**Problem statement:**
Could you reproduce the entire listing below line for line without changing anything, and leave out the pictures?

**Record extracts:**

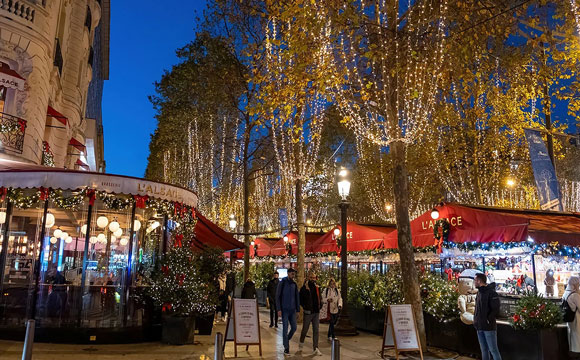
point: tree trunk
(246, 205)
(301, 232)
(409, 273)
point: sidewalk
(363, 346)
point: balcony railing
(58, 57)
(12, 130)
(19, 8)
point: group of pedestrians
(286, 299)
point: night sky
(144, 37)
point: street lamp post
(344, 326)
(233, 224)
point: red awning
(11, 79)
(81, 164)
(50, 111)
(279, 247)
(359, 237)
(264, 246)
(209, 234)
(77, 144)
(467, 224)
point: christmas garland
(183, 213)
(424, 250)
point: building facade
(54, 58)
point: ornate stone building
(54, 57)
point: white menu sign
(404, 329)
(246, 325)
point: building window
(58, 60)
(88, 19)
(2, 98)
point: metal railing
(58, 60)
(12, 131)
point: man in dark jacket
(271, 289)
(486, 310)
(288, 304)
(249, 290)
(311, 304)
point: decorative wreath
(442, 224)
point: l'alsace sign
(453, 221)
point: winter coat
(271, 289)
(486, 308)
(249, 290)
(287, 296)
(336, 303)
(310, 298)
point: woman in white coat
(331, 304)
(572, 295)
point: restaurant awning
(22, 175)
(209, 234)
(360, 237)
(264, 246)
(488, 224)
(51, 112)
(77, 144)
(11, 79)
(280, 247)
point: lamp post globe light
(344, 327)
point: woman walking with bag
(572, 297)
(331, 306)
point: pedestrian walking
(271, 290)
(572, 297)
(311, 304)
(249, 290)
(484, 319)
(331, 306)
(288, 304)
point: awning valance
(77, 144)
(82, 164)
(360, 237)
(21, 176)
(11, 79)
(55, 114)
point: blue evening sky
(144, 37)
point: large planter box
(204, 323)
(178, 330)
(513, 344)
(367, 320)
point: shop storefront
(77, 246)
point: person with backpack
(288, 304)
(570, 305)
(486, 310)
(272, 287)
(311, 304)
(331, 306)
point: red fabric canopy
(467, 224)
(264, 246)
(209, 234)
(280, 247)
(359, 237)
(77, 144)
(55, 114)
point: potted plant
(211, 266)
(535, 322)
(182, 292)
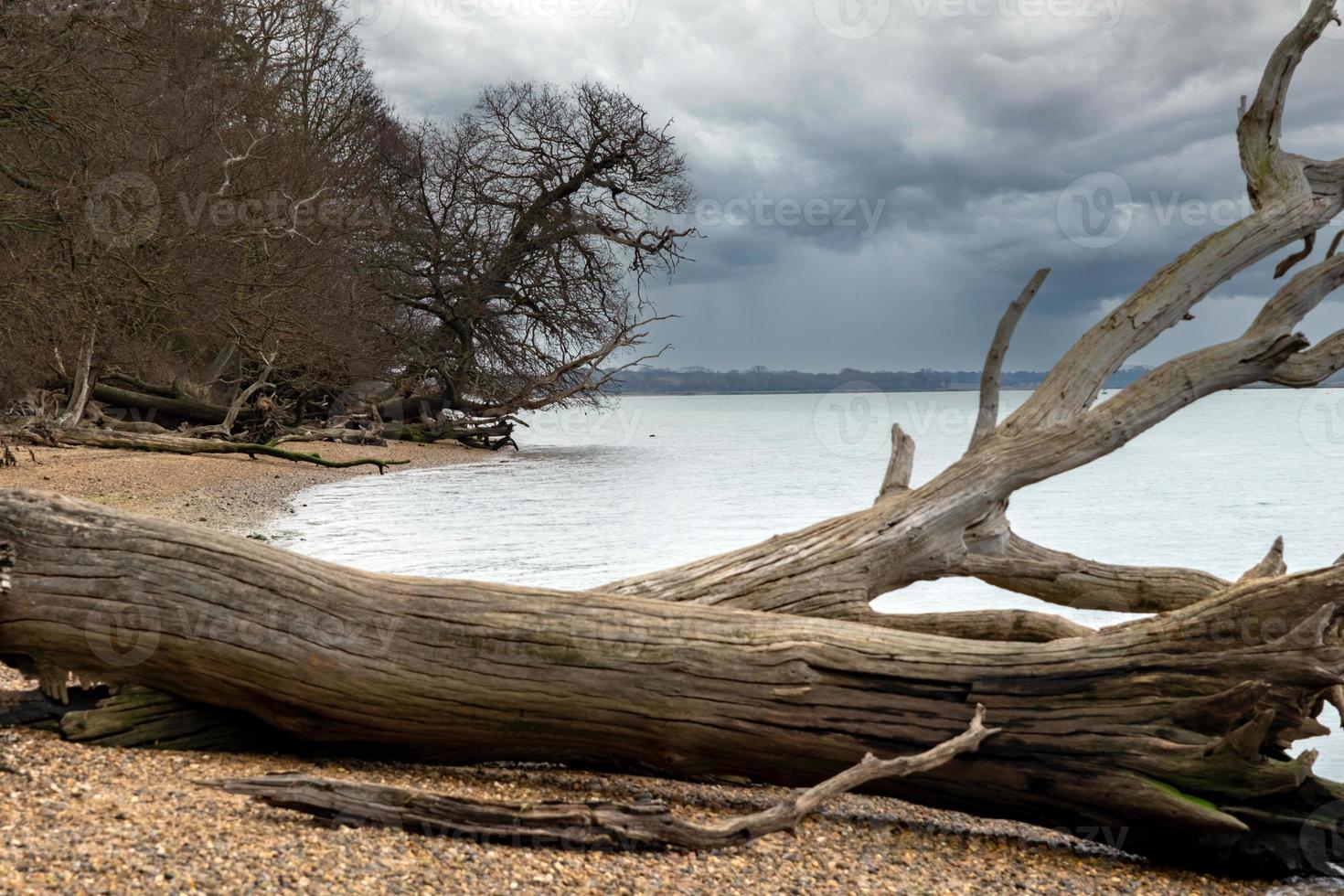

**Complete response:**
point: tree trunk
(246, 205)
(301, 232)
(409, 273)
point: sidewalk
(363, 346)
point: balcony railing
(58, 57)
(12, 130)
(19, 8)
point: group of pedestrians
(286, 299)
point: night sky
(144, 37)
point: street lamp post
(344, 326)
(233, 224)
point: red awning
(11, 79)
(81, 164)
(50, 111)
(279, 247)
(359, 237)
(264, 246)
(209, 234)
(77, 144)
(467, 224)
point: christmas garland
(183, 213)
(424, 250)
point: building facade
(54, 58)
point: ornate stone building
(54, 57)
point: white menu sign
(404, 329)
(246, 325)
point: building window
(58, 60)
(88, 19)
(2, 98)
point: metal railing
(58, 60)
(12, 131)
point: man in dark jacket
(271, 289)
(486, 310)
(288, 304)
(249, 290)
(311, 304)
point: decorative wreath
(442, 224)
point: l'alsace sign
(453, 221)
point: winter coat
(271, 289)
(486, 308)
(249, 290)
(287, 296)
(336, 303)
(310, 298)
point: woman in white coat
(331, 304)
(572, 295)
point: restaurant awning
(22, 175)
(209, 234)
(360, 237)
(264, 246)
(488, 224)
(51, 112)
(77, 144)
(11, 79)
(280, 247)
point: lamp post globe light
(344, 327)
point: woman walking with bag
(572, 297)
(331, 306)
point: pedestrian walking
(271, 290)
(572, 297)
(311, 304)
(249, 290)
(484, 319)
(331, 306)
(288, 304)
point: awning valance
(77, 144)
(82, 164)
(360, 237)
(21, 176)
(11, 79)
(55, 114)
point: blue evening sky
(144, 37)
point: large planter box
(204, 323)
(178, 330)
(513, 344)
(367, 320)
point: shop storefront
(77, 246)
point: person with backpack
(288, 304)
(570, 305)
(486, 310)
(272, 287)
(311, 304)
(331, 306)
point: red fabric canopy
(467, 224)
(264, 246)
(209, 234)
(280, 247)
(359, 237)
(77, 144)
(55, 114)
point: potted plant
(211, 266)
(535, 322)
(182, 292)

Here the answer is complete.